━━ INPUT ROWS

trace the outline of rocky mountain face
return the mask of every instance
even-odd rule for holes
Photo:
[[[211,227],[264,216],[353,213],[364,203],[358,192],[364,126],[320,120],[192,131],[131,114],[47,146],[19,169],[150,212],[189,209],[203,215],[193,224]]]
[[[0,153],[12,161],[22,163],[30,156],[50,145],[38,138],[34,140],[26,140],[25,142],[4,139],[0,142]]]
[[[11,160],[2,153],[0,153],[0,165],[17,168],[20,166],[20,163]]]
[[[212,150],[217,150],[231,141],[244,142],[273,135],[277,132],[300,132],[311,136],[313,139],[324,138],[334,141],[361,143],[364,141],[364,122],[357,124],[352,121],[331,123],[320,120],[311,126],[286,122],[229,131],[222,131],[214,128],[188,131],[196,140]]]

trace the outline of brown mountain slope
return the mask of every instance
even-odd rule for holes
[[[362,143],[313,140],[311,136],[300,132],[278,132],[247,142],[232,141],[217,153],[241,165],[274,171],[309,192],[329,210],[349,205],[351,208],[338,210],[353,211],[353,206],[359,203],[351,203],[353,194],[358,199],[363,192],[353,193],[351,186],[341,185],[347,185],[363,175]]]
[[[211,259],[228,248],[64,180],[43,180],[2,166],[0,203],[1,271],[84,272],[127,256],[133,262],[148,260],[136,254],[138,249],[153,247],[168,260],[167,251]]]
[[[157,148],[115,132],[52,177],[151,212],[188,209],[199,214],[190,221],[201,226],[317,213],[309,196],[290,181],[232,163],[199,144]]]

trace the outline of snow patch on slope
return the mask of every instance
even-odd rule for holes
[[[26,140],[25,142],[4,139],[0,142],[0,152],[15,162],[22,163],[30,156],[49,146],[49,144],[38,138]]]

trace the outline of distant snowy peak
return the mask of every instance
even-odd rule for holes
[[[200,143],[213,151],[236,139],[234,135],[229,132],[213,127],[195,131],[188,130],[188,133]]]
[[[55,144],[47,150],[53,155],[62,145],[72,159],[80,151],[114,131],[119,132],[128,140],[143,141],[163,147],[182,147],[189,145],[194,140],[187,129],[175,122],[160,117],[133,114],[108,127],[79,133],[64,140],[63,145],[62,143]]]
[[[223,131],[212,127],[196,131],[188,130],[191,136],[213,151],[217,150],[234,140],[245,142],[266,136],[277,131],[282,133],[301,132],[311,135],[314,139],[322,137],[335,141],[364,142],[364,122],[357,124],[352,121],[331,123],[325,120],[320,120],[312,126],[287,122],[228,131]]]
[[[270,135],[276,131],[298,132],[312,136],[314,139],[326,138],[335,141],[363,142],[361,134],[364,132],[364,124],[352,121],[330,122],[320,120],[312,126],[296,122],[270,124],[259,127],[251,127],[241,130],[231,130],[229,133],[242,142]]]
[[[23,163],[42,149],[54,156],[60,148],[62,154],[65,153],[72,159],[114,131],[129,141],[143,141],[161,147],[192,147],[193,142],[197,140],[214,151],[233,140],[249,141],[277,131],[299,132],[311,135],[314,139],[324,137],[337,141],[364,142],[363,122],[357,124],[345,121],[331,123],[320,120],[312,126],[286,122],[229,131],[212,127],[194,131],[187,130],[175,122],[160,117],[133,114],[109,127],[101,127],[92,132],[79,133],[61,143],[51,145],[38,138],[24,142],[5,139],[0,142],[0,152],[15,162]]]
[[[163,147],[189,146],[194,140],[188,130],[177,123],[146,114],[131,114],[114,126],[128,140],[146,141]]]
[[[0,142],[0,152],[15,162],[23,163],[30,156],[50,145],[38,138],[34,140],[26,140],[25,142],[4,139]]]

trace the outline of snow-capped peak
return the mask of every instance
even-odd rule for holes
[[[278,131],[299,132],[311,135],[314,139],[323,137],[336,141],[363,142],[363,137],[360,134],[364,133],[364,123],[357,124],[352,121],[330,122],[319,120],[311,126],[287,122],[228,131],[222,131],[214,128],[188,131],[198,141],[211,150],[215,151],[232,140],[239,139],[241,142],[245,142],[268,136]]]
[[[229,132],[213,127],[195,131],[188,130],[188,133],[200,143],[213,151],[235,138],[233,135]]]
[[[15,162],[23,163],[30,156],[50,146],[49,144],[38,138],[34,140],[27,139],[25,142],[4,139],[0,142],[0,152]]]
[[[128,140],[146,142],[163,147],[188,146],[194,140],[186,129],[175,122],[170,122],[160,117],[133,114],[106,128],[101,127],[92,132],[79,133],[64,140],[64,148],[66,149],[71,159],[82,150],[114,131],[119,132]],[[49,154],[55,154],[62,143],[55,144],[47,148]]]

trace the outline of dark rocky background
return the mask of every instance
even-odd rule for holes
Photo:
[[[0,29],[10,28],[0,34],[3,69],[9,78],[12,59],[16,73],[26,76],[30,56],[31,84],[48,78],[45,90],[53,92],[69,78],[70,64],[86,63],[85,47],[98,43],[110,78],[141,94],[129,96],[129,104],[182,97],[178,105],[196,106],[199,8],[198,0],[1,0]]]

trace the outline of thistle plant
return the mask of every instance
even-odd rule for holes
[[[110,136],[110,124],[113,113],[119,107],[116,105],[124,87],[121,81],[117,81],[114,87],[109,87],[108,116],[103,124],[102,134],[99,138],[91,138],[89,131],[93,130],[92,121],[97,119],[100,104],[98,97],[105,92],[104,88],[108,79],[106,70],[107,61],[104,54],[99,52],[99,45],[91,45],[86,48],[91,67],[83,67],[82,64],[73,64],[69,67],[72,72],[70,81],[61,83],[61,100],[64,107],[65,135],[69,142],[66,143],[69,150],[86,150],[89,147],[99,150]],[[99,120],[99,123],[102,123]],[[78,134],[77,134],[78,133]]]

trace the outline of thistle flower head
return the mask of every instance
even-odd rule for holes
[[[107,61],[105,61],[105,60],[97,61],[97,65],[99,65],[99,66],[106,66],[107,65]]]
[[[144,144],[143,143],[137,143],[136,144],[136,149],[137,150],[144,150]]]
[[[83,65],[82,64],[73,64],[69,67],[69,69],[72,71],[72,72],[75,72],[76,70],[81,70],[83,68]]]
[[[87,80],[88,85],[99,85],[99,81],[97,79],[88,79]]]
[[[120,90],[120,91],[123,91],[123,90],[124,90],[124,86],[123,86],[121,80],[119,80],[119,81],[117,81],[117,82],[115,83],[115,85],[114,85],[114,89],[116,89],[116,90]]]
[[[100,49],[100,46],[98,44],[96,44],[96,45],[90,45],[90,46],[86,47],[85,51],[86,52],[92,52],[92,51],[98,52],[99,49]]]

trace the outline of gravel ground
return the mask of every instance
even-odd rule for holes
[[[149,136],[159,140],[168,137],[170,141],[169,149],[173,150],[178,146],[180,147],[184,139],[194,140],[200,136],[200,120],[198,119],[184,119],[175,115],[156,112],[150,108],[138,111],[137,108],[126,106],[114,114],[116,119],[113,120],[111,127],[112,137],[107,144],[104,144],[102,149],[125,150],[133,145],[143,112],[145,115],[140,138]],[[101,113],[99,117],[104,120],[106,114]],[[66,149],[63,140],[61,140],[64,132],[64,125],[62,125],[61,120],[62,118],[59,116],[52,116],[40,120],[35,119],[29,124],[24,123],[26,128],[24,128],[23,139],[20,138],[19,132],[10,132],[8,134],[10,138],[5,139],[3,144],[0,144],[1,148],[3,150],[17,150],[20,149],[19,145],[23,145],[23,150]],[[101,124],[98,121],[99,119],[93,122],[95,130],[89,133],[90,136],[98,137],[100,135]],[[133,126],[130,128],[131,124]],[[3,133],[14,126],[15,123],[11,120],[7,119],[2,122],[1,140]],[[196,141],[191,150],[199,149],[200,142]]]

━━━━

*SHORT EXERCISE*. Express every line of the records above as a JSON list of strings, one string per line, and leave out the blank lines.

*SOLUTION TO THE PROBLEM*.
[
  "trace the outline of rocky mountain face",
  "return the mask of every instance",
  "even-odd rule for holes",
  "Photo:",
  "[[[211,227],[264,216],[353,213],[364,203],[358,192],[364,126],[320,120],[192,131],[131,114],[47,146],[19,169],[150,212],[189,209],[203,215],[193,224]]]",
  "[[[0,153],[12,161],[22,163],[30,156],[50,145],[38,138],[34,140],[26,140],[25,142],[4,139],[0,142]]]",
  "[[[11,160],[2,153],[0,153],[0,165],[17,168],[20,166],[20,163]]]",
  "[[[212,150],[217,150],[231,141],[244,142],[273,135],[277,132],[300,132],[311,136],[313,139],[324,138],[334,141],[361,143],[364,141],[364,122],[357,124],[352,121],[331,123],[320,120],[311,126],[286,122],[229,131],[222,131],[214,128],[188,131],[196,140]]]",
  "trace the outline of brown mountain slope",
  "return the mask of every instance",
  "even-odd rule for holes",
  "[[[362,143],[313,140],[311,136],[300,132],[278,132],[247,142],[232,141],[217,153],[241,165],[274,171],[309,192],[329,210],[349,205],[351,208],[338,210],[353,211],[353,206],[359,203],[351,203],[353,194],[358,199],[363,192],[353,193],[351,186],[341,185],[347,185],[363,175]]]",
  "[[[211,259],[228,248],[64,180],[43,180],[2,166],[0,203],[1,271],[84,272],[127,256],[133,262],[148,260],[136,254],[138,249],[153,247],[168,260],[167,251]]]",
  "[[[157,148],[115,132],[52,177],[151,212],[188,209],[199,214],[190,221],[201,226],[317,213],[309,196],[290,181],[232,163],[199,144]]]",
  "trace the outline of snow patch on slope",
  "return the mask of every instance",
  "even-odd rule for holes",
  "[[[26,140],[25,142],[4,139],[0,142],[0,152],[15,162],[22,163],[30,156],[49,146],[49,144],[38,138]]]",
  "trace the outline of distant snowy peak",
  "return the mask of every instance",
  "even-odd rule for holes",
  "[[[200,143],[213,151],[236,139],[234,135],[229,132],[213,127],[195,131],[188,130],[188,133]]]",
  "[[[55,144],[47,150],[53,155],[62,145],[72,159],[80,151],[114,131],[119,132],[128,140],[143,141],[163,147],[182,147],[189,145],[194,140],[187,129],[175,122],[160,117],[133,114],[108,127],[79,133],[64,140],[63,145],[62,143]]]",
  "[[[223,131],[212,127],[196,131],[188,130],[191,136],[213,151],[217,150],[234,140],[245,142],[266,136],[277,131],[282,133],[301,132],[311,135],[314,139],[322,137],[335,141],[364,142],[364,122],[357,124],[352,121],[331,123],[325,120],[320,120],[312,126],[287,122],[228,131]]]",
  "[[[270,135],[276,131],[298,132],[312,136],[314,139],[326,138],[335,141],[363,142],[361,134],[364,132],[364,124],[352,121],[330,122],[320,120],[312,126],[296,122],[270,124],[259,127],[251,127],[241,130],[231,130],[229,133],[242,142]]]",
  "[[[23,163],[42,149],[54,156],[60,148],[62,154],[65,153],[72,159],[114,131],[129,141],[143,141],[161,147],[192,147],[193,142],[197,140],[214,151],[233,140],[249,141],[277,131],[299,132],[311,135],[314,139],[324,137],[337,141],[364,142],[363,122],[357,124],[345,121],[331,123],[320,120],[312,126],[286,122],[229,131],[212,127],[194,131],[187,130],[175,122],[160,117],[133,114],[109,127],[101,127],[92,132],[79,133],[61,143],[51,145],[38,138],[24,142],[5,139],[0,142],[0,152],[15,162]]]",
  "[[[163,147],[189,146],[194,140],[188,130],[177,123],[146,114],[131,114],[114,126],[128,140],[146,141]]]",
  "[[[0,142],[0,152],[15,162],[23,163],[30,156],[50,145],[38,138],[34,140],[26,140],[25,142],[4,139]]]",
  "trace the outline of snow-capped peak",
  "return the mask of every instance",
  "even-odd rule for holes",
  "[[[278,131],[299,132],[311,135],[314,139],[323,137],[336,141],[363,142],[363,137],[360,134],[364,133],[364,123],[357,124],[352,121],[330,122],[319,120],[311,126],[287,122],[228,131],[222,131],[214,128],[188,131],[198,141],[211,150],[215,151],[232,140],[239,139],[241,142],[245,142],[268,136]]]",
  "[[[229,132],[213,127],[195,131],[188,130],[188,133],[200,143],[213,151],[235,138],[233,135]]]",
  "[[[15,162],[23,163],[30,156],[50,146],[49,144],[38,138],[34,140],[27,139],[25,142],[4,139],[0,142],[0,152]]]",
  "[[[128,140],[146,142],[163,147],[188,146],[194,140],[186,129],[175,122],[170,122],[160,117],[133,114],[106,128],[101,127],[92,132],[79,133],[64,140],[64,148],[66,149],[71,159],[82,150],[114,131],[119,132]],[[49,154],[55,154],[62,143],[55,144],[47,148]]]",
  "trace the outline of dark rocky background",
  "return the mask of every instance",
  "even-odd rule for holes",
  "Photo:",
  "[[[0,29],[10,28],[0,34],[3,69],[9,78],[12,59],[16,73],[26,76],[30,56],[31,84],[48,78],[45,90],[53,92],[69,78],[70,64],[86,63],[85,47],[98,43],[110,78],[141,94],[129,96],[129,104],[182,97],[178,105],[196,106],[199,8],[198,0],[1,0]]]",
  "trace the outline of thistle plant",
  "return the mask of every instance",
  "even-odd rule for holes",
  "[[[110,136],[110,124],[113,113],[119,107],[116,105],[124,87],[121,81],[117,81],[114,87],[109,87],[108,116],[103,124],[102,134],[99,138],[91,138],[89,131],[93,130],[92,121],[97,119],[100,104],[98,97],[105,92],[104,88],[108,79],[106,70],[107,61],[104,54],[99,52],[99,45],[91,45],[86,48],[91,67],[83,67],[82,64],[73,64],[69,67],[72,72],[70,81],[61,83],[61,100],[64,107],[65,135],[69,142],[66,143],[69,150],[86,150],[89,147],[99,150]],[[99,120],[99,123],[102,123]],[[78,134],[77,134],[78,133]]]",
  "trace the outline of thistle flower head",
  "return the mask of every instance",
  "even-odd rule for holes",
  "[[[107,61],[105,61],[105,60],[97,61],[97,65],[99,65],[99,66],[106,66],[107,65]]]",
  "[[[144,144],[143,143],[137,143],[136,144],[136,149],[137,150],[144,150]]]",
  "[[[83,65],[82,64],[73,64],[69,67],[69,69],[72,71],[72,72],[75,72],[76,70],[81,70],[83,68]]]",
  "[[[87,80],[88,85],[99,85],[99,81],[97,79],[88,79]]]",
  "[[[120,90],[120,91],[123,91],[123,90],[124,90],[124,86],[123,86],[121,80],[119,80],[119,81],[117,81],[117,82],[115,83],[115,85],[114,85],[114,89],[116,89],[116,90]]]",
  "[[[100,49],[100,46],[98,44],[96,44],[96,45],[90,45],[90,46],[86,47],[85,51],[86,52],[92,52],[92,51],[98,52],[99,49]]]",
  "trace the outline of gravel ground",
  "return the mask of every instance",
  "even-odd rule for holes",
  "[[[149,136],[159,140],[168,137],[170,141],[169,149],[173,150],[178,146],[180,147],[184,139],[194,140],[200,136],[200,120],[198,119],[184,119],[175,115],[156,112],[150,108],[138,111],[137,108],[126,106],[114,114],[116,119],[113,120],[111,127],[112,137],[107,144],[104,144],[102,149],[125,150],[133,145],[143,112],[145,115],[140,138]],[[101,113],[99,117],[104,120],[106,114]],[[66,149],[63,140],[61,140],[64,132],[64,125],[62,125],[61,120],[62,118],[59,116],[52,116],[40,120],[35,119],[29,124],[24,123],[26,128],[24,128],[23,139],[20,138],[19,132],[10,132],[8,134],[10,138],[5,139],[3,144],[0,144],[1,148],[3,150],[17,150],[20,149],[19,145],[23,145],[23,150]],[[101,124],[98,121],[99,119],[93,122],[95,130],[89,133],[90,136],[98,137],[100,135]],[[133,126],[130,128],[131,124]],[[3,133],[14,126],[15,123],[11,120],[7,119],[2,122],[1,140]],[[196,141],[191,150],[199,149],[200,142]]]"
]